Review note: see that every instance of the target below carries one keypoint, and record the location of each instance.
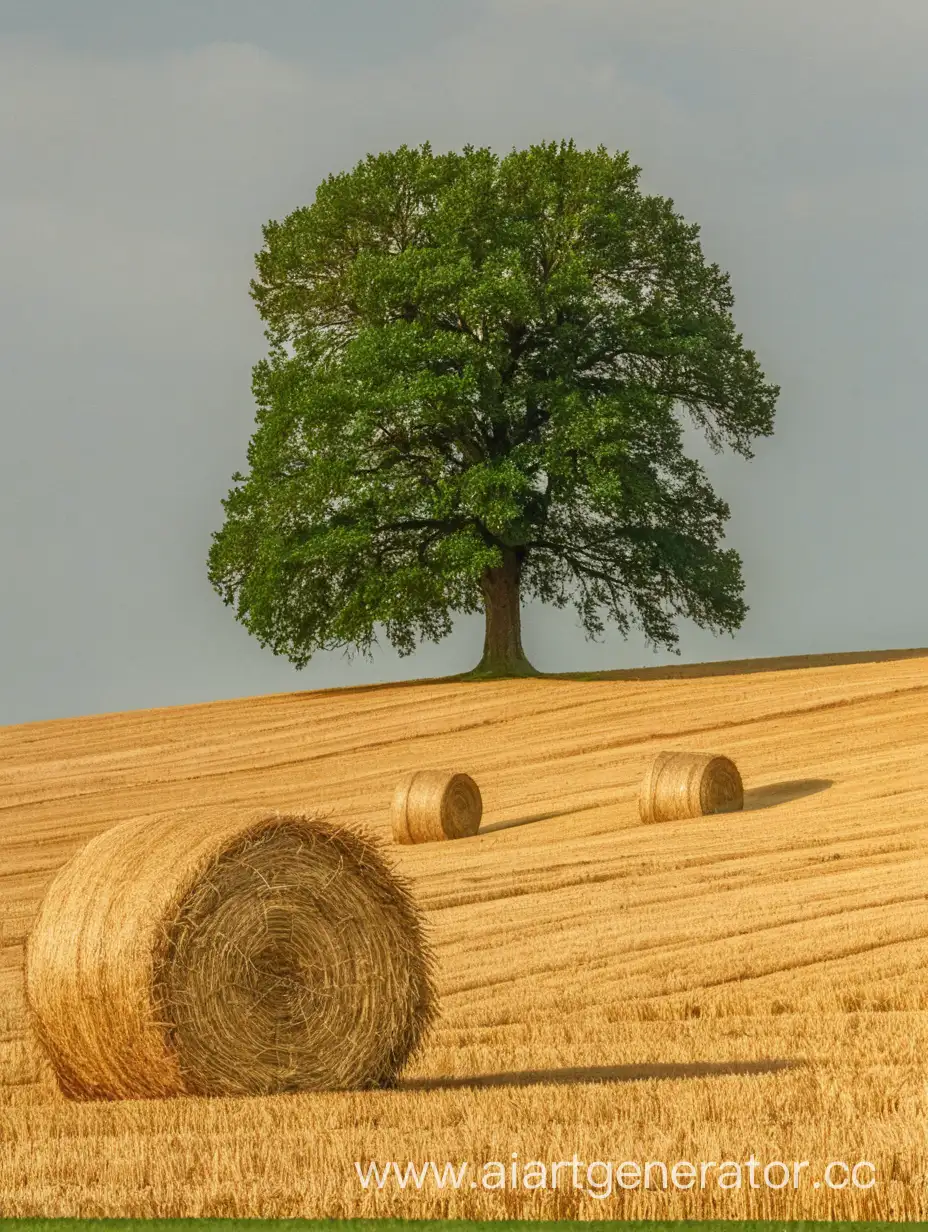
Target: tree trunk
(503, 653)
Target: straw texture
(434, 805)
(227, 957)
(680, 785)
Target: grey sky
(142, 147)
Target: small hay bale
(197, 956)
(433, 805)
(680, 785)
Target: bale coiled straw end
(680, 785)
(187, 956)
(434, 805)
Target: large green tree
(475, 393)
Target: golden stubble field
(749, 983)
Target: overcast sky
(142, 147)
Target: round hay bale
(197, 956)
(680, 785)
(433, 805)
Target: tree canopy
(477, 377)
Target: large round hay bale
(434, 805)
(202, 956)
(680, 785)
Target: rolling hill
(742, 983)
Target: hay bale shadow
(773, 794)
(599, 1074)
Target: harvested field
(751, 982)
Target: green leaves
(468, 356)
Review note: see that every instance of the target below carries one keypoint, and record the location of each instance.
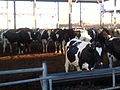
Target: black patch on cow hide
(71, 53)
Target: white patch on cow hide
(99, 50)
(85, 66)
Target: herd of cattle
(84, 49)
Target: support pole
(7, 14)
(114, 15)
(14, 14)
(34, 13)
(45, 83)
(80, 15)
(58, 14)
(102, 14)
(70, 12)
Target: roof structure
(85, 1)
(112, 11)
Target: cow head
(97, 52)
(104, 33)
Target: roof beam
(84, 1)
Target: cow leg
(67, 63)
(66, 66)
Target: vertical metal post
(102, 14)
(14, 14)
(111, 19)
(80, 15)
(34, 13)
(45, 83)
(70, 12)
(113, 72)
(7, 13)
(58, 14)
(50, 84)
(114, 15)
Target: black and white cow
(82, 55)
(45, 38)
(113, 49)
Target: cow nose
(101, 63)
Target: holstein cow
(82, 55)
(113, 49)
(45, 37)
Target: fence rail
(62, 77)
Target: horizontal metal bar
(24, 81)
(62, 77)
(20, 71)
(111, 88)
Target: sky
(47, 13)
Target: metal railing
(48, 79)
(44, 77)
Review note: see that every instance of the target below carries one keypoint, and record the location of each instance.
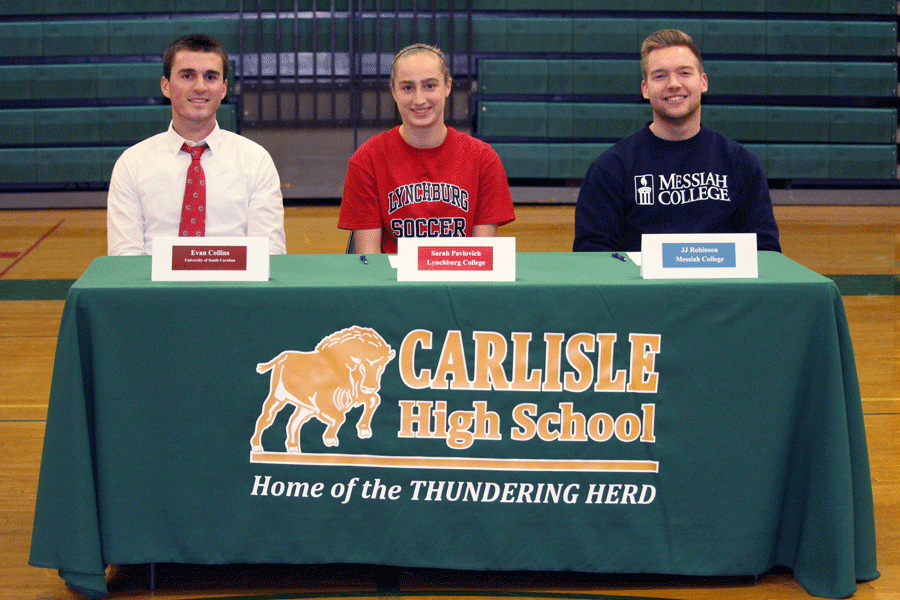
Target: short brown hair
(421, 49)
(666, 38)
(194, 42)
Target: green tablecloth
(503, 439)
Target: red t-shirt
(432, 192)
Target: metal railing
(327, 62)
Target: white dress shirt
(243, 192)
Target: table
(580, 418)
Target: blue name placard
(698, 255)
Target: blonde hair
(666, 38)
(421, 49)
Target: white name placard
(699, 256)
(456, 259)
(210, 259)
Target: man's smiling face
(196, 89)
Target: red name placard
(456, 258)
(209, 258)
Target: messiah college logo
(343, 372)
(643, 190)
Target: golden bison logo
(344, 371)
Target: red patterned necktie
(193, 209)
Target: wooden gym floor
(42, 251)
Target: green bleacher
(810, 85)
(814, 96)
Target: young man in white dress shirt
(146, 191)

→ **What you are asked to do**
Could you lay out the records above as a two-column CSV with the headers "request" and "points", one row for each request, covering every record? Put the request's text and its answer each in a single quoted field, replace line breaks with spaces, and leave the pictures out.

→ **Response to the exercise**
request,points
"Review note: see that every instance of the target below carries one keypoint, and record the location of each instance. Target: tree trunk","(503, 653)"
"Target: straw texture","(434, 805) (227, 957) (680, 785)"
"Target: grey sky","(142, 147)"
"Target: small hay bale","(197, 956) (433, 805) (680, 785)"
"Target: bale coiled straw end","(680, 785) (187, 956) (434, 805)"
"Target: large green tree","(475, 393)"
"Target: golden stubble field","(749, 983)"
"Target: overcast sky","(142, 147)"
"Target: round hay bale","(197, 956) (680, 785) (433, 805)"
"Target: tree canopy","(477, 377)"
"Target: large round hay bale","(434, 805) (202, 956) (680, 785)"
"Target: rolling hill","(742, 983)"
"Target: hay bale shadow","(773, 794) (599, 1074)"
"Target: harvested field","(751, 982)"
"Target: green leaves","(468, 356)"
"Review note: see that every instance of the target below carries one keypoint, and record the location of each instance. Target: black patch on cow hide","(71, 53)"
"Target: white patch on cow hide","(99, 50) (85, 66)"
"Target: herd of cattle","(84, 49)"
"Target: support pole","(7, 14) (114, 15) (14, 14) (34, 13) (45, 83) (80, 15) (58, 14) (102, 14) (70, 12)"
"Target: roof structure","(85, 1) (112, 11)"
"Target: cow head","(97, 52) (104, 33)"
"Target: roof beam","(84, 1)"
"Target: cow leg","(67, 63) (66, 66)"
"Target: vertical metal post","(102, 14) (14, 14) (111, 19) (80, 15) (34, 13) (45, 83) (70, 12) (113, 72) (7, 13) (58, 14) (50, 84) (114, 15)"
"Target: black and white cow","(82, 55) (45, 38) (113, 49)"
"Target: cow nose","(101, 63)"
"Target: holstein cow","(82, 55) (113, 49) (45, 37)"
"Target: fence rail","(62, 77)"
"Target: horizontal metal bar","(24, 81) (62, 77) (20, 71) (111, 88)"
"Target: sky","(47, 13)"
"Target: metal railing","(48, 79) (44, 77)"
"Review note: see that every instance of the target below carries one keypoint, and record the location of each instance. Target: short brown hair","(421, 49) (666, 38) (194, 42)"
"Target: green tablecloth","(503, 439)"
"Target: red t-shirt","(432, 192)"
"Target: metal railing","(327, 62)"
"Target: white dress shirt","(243, 192)"
"Target: table","(580, 418)"
"Target: blue name placard","(698, 255)"
"Target: blonde hair","(666, 38) (421, 49)"
"Target: white name placard","(699, 256) (456, 259) (210, 259)"
"Target: man's smiling face","(196, 89)"
"Target: red name placard","(456, 258) (209, 258)"
"Target: messiah college logo","(343, 372) (643, 190)"
"Target: golden bison logo","(344, 371)"
"Target: red patterned necktie","(193, 209)"
"Target: wooden gym floor","(42, 251)"
"Target: green bleacher","(810, 85) (814, 96)"
"Target: young man in white dress shirt","(146, 191)"